Johnson City Roiled Over Allegations Police Botched Sexual Assault Investigations

Image Credit: Johnson City Police / Facebook

By Anita Wadhwani [Tennessee Lookout -CC BY-NC-ND 4.0] –

For more than a year, allegations that local police protected a well-known businessman accused in multiple sexual assaults — or incompetently bungled their investigation into allegations against him — have gripped Johnson City.

Local advocates have taken to the streets demanding reform in the police department’s handling of sexual assault cases.

City officials have hired an outside consultant to determine whether the department’s actions “were inconsistent with acceptable practice of law enforcement.” Not long after the consultant was hired, Johnson City Police Department’s top three officials — including its chief — simultaneously took early retirement.

A California law firm has stepped in to represent victims; the firm’s partner said new victims continue to come forward. 

And an unusual federal lawsuit brought against the city, its former police chief and unnamed members of the police department by a former special assistant U.S. prosecutor-turned-whistleblower — which first drew public attention to the allegations — has continued to keep them in the spotlight. 

In her lawsuit, former Special Assistant U.S. Attorney Katina Dahl alleges the Johnson City Police Department, either incompetently or corruptly, failed to take a serial rapist off the streets, then fired her from her contract job as a police-federal prosecutor liaison as she pursued the case.

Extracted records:
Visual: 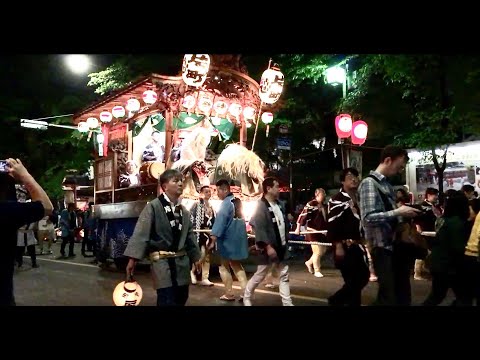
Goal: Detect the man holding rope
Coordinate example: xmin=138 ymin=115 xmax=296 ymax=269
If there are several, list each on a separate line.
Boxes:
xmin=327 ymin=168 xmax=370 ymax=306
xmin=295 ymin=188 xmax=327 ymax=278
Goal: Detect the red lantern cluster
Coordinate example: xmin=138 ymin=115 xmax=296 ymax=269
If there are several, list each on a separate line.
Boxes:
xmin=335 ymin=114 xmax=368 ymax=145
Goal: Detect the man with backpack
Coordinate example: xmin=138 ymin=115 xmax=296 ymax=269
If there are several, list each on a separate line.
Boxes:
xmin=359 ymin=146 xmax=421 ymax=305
...
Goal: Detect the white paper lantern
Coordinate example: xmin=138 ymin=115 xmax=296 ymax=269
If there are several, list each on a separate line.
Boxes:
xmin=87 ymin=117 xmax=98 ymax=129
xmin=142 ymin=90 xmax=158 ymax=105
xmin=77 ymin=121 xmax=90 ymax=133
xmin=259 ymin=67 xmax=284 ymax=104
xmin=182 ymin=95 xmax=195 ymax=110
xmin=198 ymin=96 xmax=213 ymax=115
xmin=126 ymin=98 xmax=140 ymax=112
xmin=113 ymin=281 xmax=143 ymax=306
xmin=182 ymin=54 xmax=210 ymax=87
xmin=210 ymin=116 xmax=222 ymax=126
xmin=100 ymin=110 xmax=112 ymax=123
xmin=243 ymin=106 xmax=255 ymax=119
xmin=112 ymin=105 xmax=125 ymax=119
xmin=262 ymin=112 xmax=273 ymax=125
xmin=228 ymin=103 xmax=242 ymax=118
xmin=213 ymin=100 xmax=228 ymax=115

PARTS OF THE EXERCISE –
a. List every party that, according to the article, the federal lawsuit was brought against.
b. Reproduce the stretch of the entries from the line that contains "Goal: Detect the white paper lantern" through the line that contains "xmin=259 ymin=67 xmax=284 ymax=104".
The article and the entries are unrelated material.

ANSWER SET –
a.
- The city
- Its former police chief
- Unnamed members of the police department

b.
Goal: Detect the white paper lantern
Coordinate example: xmin=138 ymin=115 xmax=296 ymax=269
If there are several, list each on a separate line.
Boxes:
xmin=87 ymin=117 xmax=98 ymax=129
xmin=142 ymin=90 xmax=158 ymax=105
xmin=77 ymin=121 xmax=90 ymax=133
xmin=259 ymin=67 xmax=284 ymax=104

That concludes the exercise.